■ RECORDS:
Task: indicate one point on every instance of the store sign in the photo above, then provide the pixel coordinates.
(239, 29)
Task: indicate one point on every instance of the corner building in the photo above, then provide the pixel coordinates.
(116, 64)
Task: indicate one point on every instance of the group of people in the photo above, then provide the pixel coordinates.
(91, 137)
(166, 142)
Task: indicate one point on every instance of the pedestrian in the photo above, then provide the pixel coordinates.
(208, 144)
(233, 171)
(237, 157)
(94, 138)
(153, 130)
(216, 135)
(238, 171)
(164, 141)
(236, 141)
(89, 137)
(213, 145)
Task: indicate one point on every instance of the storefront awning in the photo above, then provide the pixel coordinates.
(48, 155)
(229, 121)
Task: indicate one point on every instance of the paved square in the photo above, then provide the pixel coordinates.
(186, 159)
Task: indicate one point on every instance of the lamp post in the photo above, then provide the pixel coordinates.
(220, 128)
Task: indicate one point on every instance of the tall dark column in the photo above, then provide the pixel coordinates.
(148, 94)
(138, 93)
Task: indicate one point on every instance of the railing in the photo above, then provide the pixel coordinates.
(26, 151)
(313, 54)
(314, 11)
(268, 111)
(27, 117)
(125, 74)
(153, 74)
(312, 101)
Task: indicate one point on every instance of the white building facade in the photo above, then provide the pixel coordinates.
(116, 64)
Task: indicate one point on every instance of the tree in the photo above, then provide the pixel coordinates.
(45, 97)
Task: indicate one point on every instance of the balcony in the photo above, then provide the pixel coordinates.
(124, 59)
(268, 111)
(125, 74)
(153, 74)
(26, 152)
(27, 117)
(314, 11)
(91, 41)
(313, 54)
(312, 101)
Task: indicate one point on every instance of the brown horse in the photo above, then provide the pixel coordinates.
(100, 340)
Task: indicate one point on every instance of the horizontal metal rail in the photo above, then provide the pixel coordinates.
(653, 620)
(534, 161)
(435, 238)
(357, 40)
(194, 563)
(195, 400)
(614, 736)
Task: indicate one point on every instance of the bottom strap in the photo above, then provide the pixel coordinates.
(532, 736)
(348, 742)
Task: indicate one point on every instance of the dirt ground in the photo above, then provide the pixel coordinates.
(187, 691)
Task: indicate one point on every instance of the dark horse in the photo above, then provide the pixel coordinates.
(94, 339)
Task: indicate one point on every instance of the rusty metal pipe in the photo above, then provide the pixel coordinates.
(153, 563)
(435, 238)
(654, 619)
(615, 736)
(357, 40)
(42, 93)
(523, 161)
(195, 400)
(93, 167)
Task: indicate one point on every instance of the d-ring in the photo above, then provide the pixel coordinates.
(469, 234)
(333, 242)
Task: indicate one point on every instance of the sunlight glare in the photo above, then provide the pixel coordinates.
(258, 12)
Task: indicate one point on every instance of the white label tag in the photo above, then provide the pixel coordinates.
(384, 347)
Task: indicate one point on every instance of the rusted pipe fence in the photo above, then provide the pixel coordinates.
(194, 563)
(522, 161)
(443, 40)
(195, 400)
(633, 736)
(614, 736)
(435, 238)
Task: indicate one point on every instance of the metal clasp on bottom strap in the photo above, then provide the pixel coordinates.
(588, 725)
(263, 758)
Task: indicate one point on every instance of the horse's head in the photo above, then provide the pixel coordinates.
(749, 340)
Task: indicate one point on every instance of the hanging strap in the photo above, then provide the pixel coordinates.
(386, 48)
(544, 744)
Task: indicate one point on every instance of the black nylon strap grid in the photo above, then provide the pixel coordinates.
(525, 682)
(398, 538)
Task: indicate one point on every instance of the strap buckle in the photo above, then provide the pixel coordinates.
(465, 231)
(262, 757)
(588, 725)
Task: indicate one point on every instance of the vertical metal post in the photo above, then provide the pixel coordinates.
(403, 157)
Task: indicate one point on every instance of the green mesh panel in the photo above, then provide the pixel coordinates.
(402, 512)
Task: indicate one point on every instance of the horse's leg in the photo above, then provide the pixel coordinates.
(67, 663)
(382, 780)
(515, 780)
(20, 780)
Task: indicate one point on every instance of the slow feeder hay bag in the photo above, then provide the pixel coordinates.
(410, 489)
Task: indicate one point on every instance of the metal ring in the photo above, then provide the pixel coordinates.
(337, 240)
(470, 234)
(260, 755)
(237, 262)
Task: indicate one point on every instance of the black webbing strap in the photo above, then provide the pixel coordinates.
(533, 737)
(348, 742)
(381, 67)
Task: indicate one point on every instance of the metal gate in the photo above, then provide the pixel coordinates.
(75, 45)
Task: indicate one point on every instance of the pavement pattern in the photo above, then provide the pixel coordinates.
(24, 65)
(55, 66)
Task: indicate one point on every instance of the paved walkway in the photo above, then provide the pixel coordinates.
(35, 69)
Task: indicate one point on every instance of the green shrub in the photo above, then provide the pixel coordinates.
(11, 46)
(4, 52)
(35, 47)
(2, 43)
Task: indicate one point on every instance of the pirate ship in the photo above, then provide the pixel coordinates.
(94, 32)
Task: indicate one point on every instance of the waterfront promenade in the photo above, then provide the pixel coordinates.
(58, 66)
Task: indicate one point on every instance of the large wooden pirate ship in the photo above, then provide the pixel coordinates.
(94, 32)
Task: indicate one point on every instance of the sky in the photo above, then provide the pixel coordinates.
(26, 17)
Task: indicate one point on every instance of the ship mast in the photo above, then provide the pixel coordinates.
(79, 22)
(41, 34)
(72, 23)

■ HOW TO COMPLETE THIS TASK:
Every record above must be duplicated exactly.

■ OUTPUT OF THE EXERCISE:
Task: indicate one point on every instance of the store sign in the photo above, then provide the pixel coordinates.
(239, 29)
Task: indicate one point on every instance of the corner building in the photo above, then provide the pixel coordinates.
(116, 64)
Task: indicate one point on every instance of the group of people in the photo above, then provide the pixel coordinates.
(91, 137)
(166, 142)
Task: indicate one point on every instance of the pedestrian in the photo above, then provide the pixel coordinates.
(208, 144)
(233, 171)
(237, 157)
(94, 138)
(153, 130)
(216, 135)
(238, 171)
(164, 141)
(236, 141)
(89, 137)
(213, 145)
Task: indicate one point on every instance of the storefront awning in the photo above, then provide the pixel coordinates.
(48, 155)
(229, 121)
Task: indicate one point on every instance of the paved square in the photo above, then provide the pixel coordinates.
(186, 159)
Task: indicate one point on every instance of the lamp post in the photo above, then provide the pixel coordinates.
(220, 128)
Task: indicate one point on every instance of the tall dark column in the photo above, then provide the pixel coordinates.
(148, 94)
(138, 93)
Task: indicate one point on every instance of the railing in the photo above, then provide the pixel coordinates.
(26, 151)
(313, 54)
(314, 11)
(268, 111)
(27, 117)
(125, 74)
(153, 74)
(312, 101)
Task: indicate one point on every instance of the white building facade in the photo above, then provide the pixel coordinates.
(116, 64)
Task: indicate one point on every instance of the tree in the photo above, then provide the pixel coordinates.
(45, 97)
Task: indicate one point on every instance of the balcony in the photo above, then provide the pixel coordinates.
(124, 59)
(268, 111)
(125, 74)
(153, 74)
(26, 152)
(27, 117)
(314, 11)
(91, 41)
(313, 54)
(312, 101)
Task: indicate one point on every instance of the brown horse in the photo above, then provide the pixel coordinates.
(100, 340)
Task: indicate one point on every instance of the horizontal metal rail in the photo above, then provide the pixel coordinates.
(653, 620)
(534, 161)
(435, 238)
(357, 40)
(194, 563)
(195, 400)
(614, 736)
Task: indicate one point on every instance of the bottom strap in the photo above, then provide the pixel coordinates.
(532, 736)
(348, 742)
Task: indicate one point on every instance of the dirt ground in the photo above, then provide the pixel coordinates.
(187, 691)
Task: indicate one point on every instance of the dark horse in the photo above, then provide the pixel coordinates.
(94, 339)
Task: indicate one point on every instance of the rusty metal pipe in the photo above, then provide the pixel coordinates.
(153, 563)
(435, 238)
(654, 619)
(615, 736)
(357, 40)
(42, 93)
(523, 161)
(195, 400)
(93, 167)
Task: indicate one point on every instance of the d-ring in the photo above, then provide the pixel coordinates.
(469, 234)
(333, 242)
Task: indicate one point on every instance of the sunlight glare in the photo above, then provide the pixel coordinates.
(258, 12)
Task: indicate one point on every instance of the white label tag in the photo above, then provide the pixel coordinates.
(384, 347)
Task: indicate one point on every instance of the rusted pipe fence in the photo above, then provide the pixel coordinates.
(194, 563)
(522, 161)
(443, 40)
(195, 400)
(633, 736)
(614, 736)
(435, 238)
Task: indicate one point on every instance of the metal clasp on bottom strap in the photo above, then provide the pixel coordinates.
(588, 725)
(263, 758)
Task: indicate one point on every instance of the horse's head in the photo above, then provide the pixel coordinates.
(749, 340)
Task: indicate one point on every instance of the hanging strap in the photo above, then provide the pixel coordinates.
(386, 48)
(544, 744)
Task: indicate one point on every instance of the black nylon strap grid in the photo above, then provide the pixel coordinates.
(525, 682)
(398, 538)
Task: indicate one point on every instance of the strap buckle in the photo above, then provide the pixel coordinates.
(465, 231)
(262, 757)
(588, 725)
Task: indicate one point on every instance of the vertical metal post in the photo above, then provide the pixel coordinates.
(403, 157)
Task: indicate one point on every instance of the green mesh panel in the photo above, then provide the pixel coordinates.
(402, 512)
Task: indicate one point on every instance of the horse's leg in the photo above, then provide the pixel coordinates.
(67, 663)
(382, 780)
(515, 780)
(20, 780)
Task: indicate one point on every instance of the slow feeder hay bag in the photo above, then provide the pixel coordinates.
(410, 489)
Task: indicate one point on every instance of the metal ring in the photo above, then provide the pixel coordinates.
(337, 240)
(470, 234)
(260, 755)
(237, 262)
Task: indicate one point on every instance of the black webbing strap in the photo above, then provide the pixel coordinates.
(533, 737)
(348, 742)
(381, 67)
Task: indicate one point on every instance of the metal gate in the photo above, then provide the pixel coordinates.
(75, 45)
Task: indicate one point on every instance of the pavement pattern in the photo above, then provide the pixel coordinates.
(24, 65)
(55, 66)
Task: indicate one point on every instance of the paved walkway in the photo above, then provide the pixel coordinates.
(35, 69)
Task: indicate one point on every instance of the green shrub in the photo above, then provide the pixel coordinates.
(11, 46)
(4, 52)
(35, 47)
(2, 43)
Task: indicate one point on every instance of the pirate ship in the photo above, then provide the pixel coordinates.
(94, 32)
Task: indicate one point on every instance of the waterfront promenade in the photo above, then provide the pixel coordinates.
(58, 66)
Task: indicate one point on every instance of the large wooden pirate ship in the photo above, then provide the pixel coordinates.
(94, 32)
Task: indicate one point on every instance of the sky in the photo above, then provide the pixel coordinates.
(26, 17)
Task: indicate one point on every instance of the ship mast in the photo above, then provide the pixel coordinates.
(79, 22)
(41, 34)
(72, 23)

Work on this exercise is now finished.